WHAT TO WORK ON:
Look through the material below. Copy each line that contains the string "grass".

MATERIALS PROVIDED:
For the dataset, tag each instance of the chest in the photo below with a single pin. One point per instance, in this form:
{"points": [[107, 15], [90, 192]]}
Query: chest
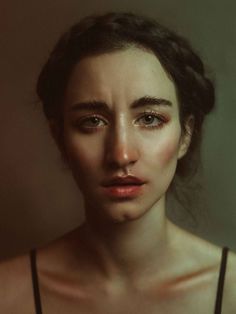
{"points": [[188, 300]]}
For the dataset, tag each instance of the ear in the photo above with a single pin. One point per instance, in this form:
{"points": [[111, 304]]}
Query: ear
{"points": [[57, 134], [186, 136]]}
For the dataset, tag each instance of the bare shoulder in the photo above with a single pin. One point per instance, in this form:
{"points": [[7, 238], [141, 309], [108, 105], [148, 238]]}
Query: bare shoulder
{"points": [[229, 296], [15, 285]]}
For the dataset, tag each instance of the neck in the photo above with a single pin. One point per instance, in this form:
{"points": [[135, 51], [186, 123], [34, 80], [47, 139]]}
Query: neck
{"points": [[130, 249]]}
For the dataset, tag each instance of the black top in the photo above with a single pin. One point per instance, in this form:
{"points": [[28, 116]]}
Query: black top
{"points": [[219, 295]]}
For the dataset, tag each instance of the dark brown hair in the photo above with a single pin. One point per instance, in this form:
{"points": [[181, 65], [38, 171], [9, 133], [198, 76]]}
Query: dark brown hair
{"points": [[98, 34]]}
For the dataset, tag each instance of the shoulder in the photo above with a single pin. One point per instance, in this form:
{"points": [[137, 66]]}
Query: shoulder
{"points": [[15, 285], [229, 300]]}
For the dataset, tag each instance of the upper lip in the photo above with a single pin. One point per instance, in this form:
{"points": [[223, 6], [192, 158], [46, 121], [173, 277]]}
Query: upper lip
{"points": [[123, 180]]}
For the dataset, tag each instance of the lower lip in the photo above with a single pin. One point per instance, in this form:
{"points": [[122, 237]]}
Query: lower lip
{"points": [[124, 190]]}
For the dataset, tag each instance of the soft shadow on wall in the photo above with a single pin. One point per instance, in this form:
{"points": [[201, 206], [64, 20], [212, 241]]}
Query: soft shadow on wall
{"points": [[39, 200]]}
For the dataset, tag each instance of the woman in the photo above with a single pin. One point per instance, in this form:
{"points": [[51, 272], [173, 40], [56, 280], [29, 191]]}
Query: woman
{"points": [[125, 99]]}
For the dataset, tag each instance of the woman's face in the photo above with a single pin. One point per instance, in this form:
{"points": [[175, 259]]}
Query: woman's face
{"points": [[121, 112]]}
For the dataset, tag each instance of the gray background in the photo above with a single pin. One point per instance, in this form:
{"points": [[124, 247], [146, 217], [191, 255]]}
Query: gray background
{"points": [[38, 198]]}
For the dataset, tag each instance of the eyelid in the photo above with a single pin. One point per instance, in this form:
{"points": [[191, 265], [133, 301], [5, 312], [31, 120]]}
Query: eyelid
{"points": [[163, 119]]}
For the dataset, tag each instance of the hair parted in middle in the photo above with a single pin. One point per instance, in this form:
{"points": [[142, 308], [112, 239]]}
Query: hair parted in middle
{"points": [[98, 34]]}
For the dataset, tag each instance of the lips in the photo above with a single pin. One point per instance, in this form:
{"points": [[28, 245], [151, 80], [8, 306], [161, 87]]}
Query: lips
{"points": [[123, 181]]}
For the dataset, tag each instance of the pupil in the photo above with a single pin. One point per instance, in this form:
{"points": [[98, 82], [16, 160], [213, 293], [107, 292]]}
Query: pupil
{"points": [[149, 118]]}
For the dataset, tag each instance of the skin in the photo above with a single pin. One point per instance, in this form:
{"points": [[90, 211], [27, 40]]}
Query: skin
{"points": [[127, 256]]}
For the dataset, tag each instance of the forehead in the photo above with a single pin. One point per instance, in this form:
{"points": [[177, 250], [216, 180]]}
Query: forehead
{"points": [[120, 76]]}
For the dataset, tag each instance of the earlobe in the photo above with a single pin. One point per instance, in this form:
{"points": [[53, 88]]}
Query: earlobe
{"points": [[186, 136]]}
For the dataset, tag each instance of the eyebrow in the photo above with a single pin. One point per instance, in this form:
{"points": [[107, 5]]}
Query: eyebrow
{"points": [[138, 103]]}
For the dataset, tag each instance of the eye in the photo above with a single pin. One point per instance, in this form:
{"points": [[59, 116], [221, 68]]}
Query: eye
{"points": [[90, 122], [152, 119]]}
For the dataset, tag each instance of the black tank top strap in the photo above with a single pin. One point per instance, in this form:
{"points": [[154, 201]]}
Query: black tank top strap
{"points": [[37, 301], [221, 280]]}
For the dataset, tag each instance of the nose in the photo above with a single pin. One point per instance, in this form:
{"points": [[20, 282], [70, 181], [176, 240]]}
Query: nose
{"points": [[121, 148]]}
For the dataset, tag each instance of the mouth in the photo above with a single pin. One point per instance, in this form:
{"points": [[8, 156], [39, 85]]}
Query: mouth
{"points": [[124, 190]]}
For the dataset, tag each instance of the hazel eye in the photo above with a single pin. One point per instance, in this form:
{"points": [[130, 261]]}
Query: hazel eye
{"points": [[152, 120], [94, 122]]}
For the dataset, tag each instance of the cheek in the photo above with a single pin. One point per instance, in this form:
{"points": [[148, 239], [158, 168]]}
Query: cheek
{"points": [[169, 151], [82, 156]]}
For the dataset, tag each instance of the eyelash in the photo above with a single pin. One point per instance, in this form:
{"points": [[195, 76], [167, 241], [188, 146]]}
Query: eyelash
{"points": [[162, 120]]}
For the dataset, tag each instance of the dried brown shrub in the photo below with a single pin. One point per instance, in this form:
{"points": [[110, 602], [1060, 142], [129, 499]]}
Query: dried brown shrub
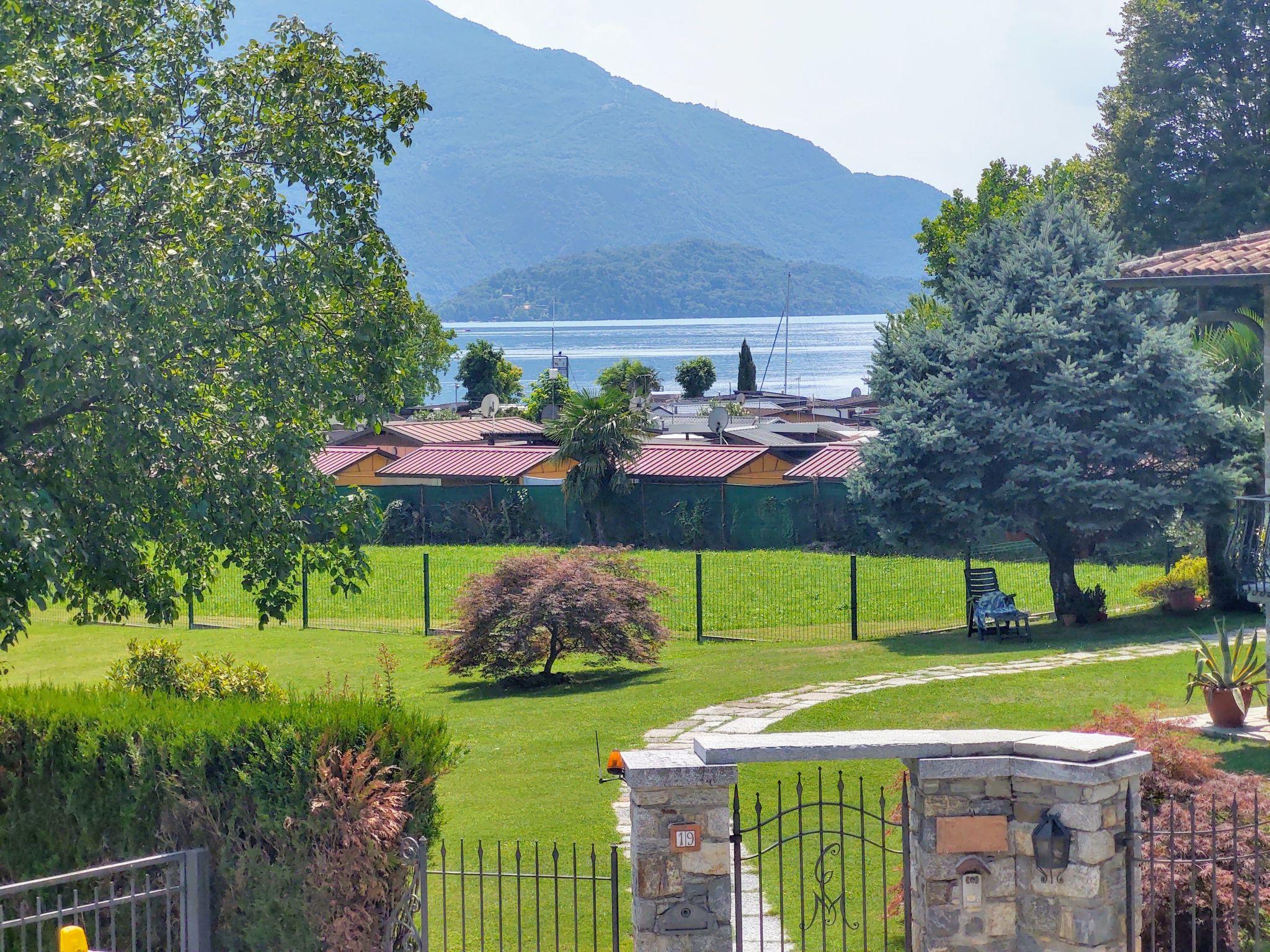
{"points": [[1197, 819], [353, 875]]}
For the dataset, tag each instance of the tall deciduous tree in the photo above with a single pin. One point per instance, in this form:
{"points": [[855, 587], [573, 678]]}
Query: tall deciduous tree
{"points": [[193, 284], [747, 374], [484, 369], [603, 434], [1183, 141], [695, 376], [535, 610], [546, 390], [1043, 403], [630, 376]]}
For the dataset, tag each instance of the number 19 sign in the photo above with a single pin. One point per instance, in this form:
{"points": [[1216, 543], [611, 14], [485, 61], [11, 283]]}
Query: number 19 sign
{"points": [[685, 837]]}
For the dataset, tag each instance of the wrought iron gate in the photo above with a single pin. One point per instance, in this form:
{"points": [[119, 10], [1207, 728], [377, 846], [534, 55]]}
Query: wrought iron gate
{"points": [[506, 896], [1202, 867], [821, 871]]}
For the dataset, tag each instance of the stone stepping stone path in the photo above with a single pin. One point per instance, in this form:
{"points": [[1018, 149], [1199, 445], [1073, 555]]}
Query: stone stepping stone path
{"points": [[757, 714]]}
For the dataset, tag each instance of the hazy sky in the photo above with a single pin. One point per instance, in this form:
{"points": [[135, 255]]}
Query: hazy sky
{"points": [[934, 89]]}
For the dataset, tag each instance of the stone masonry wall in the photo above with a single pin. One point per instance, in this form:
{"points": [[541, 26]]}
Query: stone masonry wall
{"points": [[1083, 909], [664, 879]]}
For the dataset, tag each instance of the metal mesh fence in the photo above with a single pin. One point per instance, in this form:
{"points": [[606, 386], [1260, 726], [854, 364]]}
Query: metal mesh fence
{"points": [[789, 596]]}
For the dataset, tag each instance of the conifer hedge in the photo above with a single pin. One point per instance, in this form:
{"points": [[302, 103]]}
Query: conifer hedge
{"points": [[92, 775]]}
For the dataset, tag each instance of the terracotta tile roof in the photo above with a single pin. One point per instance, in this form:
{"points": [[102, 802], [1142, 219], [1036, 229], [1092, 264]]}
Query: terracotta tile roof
{"points": [[1246, 254], [470, 431], [700, 461], [334, 460], [468, 461], [833, 462]]}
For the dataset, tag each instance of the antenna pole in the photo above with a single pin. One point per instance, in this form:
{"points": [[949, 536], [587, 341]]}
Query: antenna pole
{"points": [[786, 387]]}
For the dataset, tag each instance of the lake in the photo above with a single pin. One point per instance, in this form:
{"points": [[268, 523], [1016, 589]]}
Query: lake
{"points": [[827, 356]]}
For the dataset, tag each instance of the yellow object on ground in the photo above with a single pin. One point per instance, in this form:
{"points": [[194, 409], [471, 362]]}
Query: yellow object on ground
{"points": [[71, 938]]}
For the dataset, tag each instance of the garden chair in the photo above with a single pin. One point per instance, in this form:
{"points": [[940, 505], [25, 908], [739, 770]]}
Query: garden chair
{"points": [[988, 606]]}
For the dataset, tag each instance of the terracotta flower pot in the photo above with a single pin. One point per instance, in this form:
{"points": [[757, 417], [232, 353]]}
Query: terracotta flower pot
{"points": [[1183, 601], [1222, 707]]}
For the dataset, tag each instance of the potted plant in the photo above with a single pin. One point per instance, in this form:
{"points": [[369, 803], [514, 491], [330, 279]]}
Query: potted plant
{"points": [[1230, 677], [1181, 587]]}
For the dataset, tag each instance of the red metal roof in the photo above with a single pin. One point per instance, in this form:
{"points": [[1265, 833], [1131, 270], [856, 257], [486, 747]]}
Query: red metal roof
{"points": [[1246, 254], [333, 460], [468, 461], [833, 462], [473, 431], [701, 461]]}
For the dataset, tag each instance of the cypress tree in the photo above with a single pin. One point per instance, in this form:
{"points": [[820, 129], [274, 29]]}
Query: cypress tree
{"points": [[747, 375]]}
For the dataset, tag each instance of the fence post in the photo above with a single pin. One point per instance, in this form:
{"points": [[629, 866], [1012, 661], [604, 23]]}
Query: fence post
{"points": [[304, 591], [855, 603], [427, 596], [966, 578], [190, 599], [197, 901], [700, 625]]}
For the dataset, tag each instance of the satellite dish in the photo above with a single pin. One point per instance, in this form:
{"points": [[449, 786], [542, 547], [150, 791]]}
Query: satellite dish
{"points": [[718, 419]]}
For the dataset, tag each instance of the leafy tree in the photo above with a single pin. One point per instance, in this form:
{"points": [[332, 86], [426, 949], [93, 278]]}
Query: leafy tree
{"points": [[1044, 403], [747, 374], [546, 390], [535, 610], [193, 284], [484, 369], [630, 376], [1003, 191], [603, 436], [695, 375], [1181, 148]]}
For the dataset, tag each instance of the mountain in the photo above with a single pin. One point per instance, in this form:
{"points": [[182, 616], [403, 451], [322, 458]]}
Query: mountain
{"points": [[690, 278], [530, 155]]}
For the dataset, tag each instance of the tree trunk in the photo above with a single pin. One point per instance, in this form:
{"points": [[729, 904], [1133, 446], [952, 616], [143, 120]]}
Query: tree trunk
{"points": [[1060, 547], [553, 654], [1223, 587]]}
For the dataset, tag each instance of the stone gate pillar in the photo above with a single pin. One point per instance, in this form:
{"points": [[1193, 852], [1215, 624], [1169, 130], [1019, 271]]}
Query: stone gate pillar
{"points": [[681, 856], [977, 815], [975, 799]]}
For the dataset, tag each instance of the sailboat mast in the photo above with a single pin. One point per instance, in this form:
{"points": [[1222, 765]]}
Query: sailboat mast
{"points": [[786, 387]]}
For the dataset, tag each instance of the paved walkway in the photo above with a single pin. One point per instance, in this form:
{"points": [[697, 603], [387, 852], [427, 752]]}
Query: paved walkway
{"points": [[757, 714]]}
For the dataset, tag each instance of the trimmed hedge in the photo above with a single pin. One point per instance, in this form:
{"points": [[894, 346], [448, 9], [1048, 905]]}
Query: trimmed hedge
{"points": [[91, 776]]}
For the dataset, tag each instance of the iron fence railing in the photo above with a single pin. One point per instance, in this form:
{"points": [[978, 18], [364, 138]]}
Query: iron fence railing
{"points": [[780, 596], [1202, 867], [523, 896], [158, 904], [825, 868]]}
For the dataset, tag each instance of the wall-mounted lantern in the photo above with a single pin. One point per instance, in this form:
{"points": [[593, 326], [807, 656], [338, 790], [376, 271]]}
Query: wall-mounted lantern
{"points": [[1052, 847]]}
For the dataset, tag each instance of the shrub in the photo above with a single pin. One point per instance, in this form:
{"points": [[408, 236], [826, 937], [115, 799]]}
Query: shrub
{"points": [[270, 787], [538, 609], [1183, 782], [156, 667], [1188, 573]]}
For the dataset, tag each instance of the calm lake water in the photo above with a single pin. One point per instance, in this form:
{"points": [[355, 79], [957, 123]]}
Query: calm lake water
{"points": [[828, 355]]}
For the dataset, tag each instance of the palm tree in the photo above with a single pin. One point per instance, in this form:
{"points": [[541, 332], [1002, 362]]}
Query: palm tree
{"points": [[1233, 352], [602, 434]]}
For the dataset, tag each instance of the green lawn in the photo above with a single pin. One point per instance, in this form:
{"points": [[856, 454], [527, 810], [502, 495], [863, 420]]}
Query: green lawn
{"points": [[763, 594], [528, 771], [530, 767]]}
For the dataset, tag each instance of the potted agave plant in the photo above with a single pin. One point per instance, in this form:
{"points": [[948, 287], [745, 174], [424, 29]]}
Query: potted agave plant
{"points": [[1230, 676]]}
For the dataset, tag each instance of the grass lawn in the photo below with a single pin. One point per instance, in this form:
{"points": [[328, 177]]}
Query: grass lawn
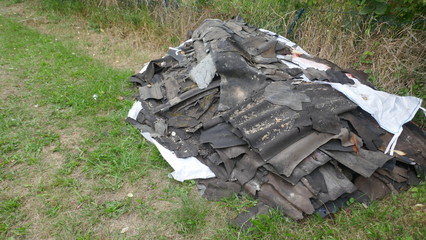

RESULT OF THE EXERCISE:
For the dataset, tag each instance of the grass lawn in the photo below with a single pin. One point per instance, in this form:
Query: grass lawn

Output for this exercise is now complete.